### Task requirements:
Look through the material below and show every line with the word "Give".

### Extracted entries:
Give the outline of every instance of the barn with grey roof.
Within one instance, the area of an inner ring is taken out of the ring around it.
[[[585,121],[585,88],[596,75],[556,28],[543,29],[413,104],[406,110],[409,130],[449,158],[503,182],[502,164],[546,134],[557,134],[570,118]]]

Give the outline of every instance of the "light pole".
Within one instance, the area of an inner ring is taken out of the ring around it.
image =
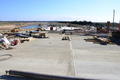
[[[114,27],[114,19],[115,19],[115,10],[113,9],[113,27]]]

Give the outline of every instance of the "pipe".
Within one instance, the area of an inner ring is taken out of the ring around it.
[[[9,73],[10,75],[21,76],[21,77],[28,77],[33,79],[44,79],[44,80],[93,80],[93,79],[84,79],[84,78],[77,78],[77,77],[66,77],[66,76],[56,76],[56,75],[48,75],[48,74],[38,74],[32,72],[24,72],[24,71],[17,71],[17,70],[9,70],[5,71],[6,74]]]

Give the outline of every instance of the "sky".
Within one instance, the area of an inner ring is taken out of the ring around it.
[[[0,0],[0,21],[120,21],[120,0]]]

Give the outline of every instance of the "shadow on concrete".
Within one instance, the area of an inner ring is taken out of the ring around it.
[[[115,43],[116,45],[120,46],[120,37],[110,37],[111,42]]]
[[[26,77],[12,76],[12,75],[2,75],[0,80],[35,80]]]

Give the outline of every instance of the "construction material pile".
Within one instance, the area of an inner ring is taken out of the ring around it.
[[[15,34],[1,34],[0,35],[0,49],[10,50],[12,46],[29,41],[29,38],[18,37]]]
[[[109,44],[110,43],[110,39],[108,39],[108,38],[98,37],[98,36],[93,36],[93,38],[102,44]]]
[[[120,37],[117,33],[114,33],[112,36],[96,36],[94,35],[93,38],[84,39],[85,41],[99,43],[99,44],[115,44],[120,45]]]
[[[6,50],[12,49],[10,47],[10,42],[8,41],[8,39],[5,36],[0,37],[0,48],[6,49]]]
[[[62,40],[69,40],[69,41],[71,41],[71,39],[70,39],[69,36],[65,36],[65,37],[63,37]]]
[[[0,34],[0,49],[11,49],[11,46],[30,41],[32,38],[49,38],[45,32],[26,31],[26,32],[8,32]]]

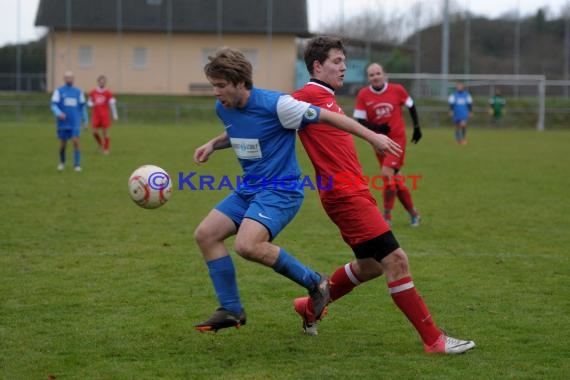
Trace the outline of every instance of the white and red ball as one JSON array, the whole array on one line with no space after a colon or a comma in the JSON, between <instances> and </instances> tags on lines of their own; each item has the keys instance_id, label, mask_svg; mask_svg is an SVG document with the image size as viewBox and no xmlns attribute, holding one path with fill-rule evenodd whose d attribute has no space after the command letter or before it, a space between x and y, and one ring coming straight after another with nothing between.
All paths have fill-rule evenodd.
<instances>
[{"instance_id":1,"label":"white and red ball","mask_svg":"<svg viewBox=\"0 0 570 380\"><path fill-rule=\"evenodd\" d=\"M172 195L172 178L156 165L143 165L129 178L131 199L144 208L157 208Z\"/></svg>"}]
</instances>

* * *

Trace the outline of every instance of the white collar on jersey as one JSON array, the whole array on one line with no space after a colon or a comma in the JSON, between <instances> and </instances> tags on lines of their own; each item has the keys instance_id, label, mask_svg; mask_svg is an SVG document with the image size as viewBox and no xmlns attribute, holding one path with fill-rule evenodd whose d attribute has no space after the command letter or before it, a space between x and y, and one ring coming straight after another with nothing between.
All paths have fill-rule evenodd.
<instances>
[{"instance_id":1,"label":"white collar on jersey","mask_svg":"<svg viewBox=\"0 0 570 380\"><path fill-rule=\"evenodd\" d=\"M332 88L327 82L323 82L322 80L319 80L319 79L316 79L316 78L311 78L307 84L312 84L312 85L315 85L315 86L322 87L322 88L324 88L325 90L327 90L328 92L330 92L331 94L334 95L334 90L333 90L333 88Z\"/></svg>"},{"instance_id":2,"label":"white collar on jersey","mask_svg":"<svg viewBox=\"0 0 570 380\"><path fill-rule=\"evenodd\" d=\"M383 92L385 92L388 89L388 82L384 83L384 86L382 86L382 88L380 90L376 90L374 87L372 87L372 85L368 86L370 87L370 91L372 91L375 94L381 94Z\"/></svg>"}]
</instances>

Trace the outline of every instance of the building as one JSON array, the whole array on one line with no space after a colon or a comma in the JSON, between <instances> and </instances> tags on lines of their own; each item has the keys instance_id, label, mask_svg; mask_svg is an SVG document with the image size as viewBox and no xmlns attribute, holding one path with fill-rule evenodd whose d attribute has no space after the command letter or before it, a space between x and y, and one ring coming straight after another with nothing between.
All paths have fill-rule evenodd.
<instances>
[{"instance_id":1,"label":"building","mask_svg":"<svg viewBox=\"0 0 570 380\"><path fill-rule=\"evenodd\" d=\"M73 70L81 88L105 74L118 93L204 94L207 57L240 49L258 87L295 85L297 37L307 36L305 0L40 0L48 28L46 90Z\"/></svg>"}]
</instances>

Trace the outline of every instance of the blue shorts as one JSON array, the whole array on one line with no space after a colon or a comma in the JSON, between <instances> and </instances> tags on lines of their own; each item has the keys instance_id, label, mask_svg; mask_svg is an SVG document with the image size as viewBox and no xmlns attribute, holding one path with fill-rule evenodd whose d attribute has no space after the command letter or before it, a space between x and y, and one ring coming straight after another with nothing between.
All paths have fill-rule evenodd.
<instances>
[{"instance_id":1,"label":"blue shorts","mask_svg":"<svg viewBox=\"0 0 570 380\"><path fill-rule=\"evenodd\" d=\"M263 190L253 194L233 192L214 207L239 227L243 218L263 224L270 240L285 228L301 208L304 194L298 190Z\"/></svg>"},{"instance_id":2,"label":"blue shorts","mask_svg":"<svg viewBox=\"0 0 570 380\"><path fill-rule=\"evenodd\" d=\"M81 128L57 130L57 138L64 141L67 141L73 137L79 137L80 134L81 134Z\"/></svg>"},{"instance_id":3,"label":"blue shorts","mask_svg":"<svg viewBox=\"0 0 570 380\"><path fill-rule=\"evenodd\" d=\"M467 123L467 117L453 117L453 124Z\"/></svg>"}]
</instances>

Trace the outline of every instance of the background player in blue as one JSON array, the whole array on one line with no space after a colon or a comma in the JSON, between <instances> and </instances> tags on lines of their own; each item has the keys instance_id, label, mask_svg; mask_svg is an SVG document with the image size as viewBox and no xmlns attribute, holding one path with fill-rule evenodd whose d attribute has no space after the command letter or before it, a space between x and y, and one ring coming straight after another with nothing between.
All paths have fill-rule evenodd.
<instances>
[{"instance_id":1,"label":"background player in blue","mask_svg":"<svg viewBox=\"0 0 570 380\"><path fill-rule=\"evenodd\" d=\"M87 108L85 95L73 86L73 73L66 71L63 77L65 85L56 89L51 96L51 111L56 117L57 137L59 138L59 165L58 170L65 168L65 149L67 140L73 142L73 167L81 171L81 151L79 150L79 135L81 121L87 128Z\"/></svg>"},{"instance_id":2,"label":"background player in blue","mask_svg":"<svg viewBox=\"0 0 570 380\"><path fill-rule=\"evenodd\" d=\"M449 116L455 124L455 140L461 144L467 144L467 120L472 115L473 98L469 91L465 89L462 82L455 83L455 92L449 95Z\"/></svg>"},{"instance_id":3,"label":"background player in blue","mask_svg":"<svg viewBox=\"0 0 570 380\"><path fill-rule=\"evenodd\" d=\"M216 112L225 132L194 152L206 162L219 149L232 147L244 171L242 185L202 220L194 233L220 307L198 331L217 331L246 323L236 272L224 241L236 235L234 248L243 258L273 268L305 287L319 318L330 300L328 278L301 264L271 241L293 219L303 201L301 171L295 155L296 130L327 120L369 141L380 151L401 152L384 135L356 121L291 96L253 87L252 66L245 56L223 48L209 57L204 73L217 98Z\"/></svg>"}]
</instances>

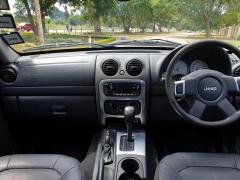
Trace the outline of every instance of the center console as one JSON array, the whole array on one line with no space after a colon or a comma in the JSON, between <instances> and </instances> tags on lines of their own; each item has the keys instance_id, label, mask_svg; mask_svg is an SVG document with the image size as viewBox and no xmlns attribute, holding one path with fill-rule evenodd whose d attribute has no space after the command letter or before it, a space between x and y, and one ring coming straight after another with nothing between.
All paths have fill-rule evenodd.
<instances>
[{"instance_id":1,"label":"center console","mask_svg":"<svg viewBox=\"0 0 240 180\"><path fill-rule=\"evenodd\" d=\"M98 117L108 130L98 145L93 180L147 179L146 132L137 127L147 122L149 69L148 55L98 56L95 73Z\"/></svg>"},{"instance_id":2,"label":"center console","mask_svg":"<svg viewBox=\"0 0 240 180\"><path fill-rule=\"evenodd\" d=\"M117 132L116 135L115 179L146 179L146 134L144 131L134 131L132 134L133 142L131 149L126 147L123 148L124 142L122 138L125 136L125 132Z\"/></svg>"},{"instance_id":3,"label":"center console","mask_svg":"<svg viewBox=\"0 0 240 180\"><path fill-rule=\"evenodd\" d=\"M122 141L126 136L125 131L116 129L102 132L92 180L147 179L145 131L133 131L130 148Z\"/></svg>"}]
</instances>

### Written answer:
Give the outline of every instance of the barn with grey roof.
Give the outline of every instance of the "light pole".
Give the outline of every instance of the "pipe".
Give the outline of every instance of the "sky".
Give the outline of every instance of the "shadow on concrete".
Give the outline of every instance of the "construction material pile".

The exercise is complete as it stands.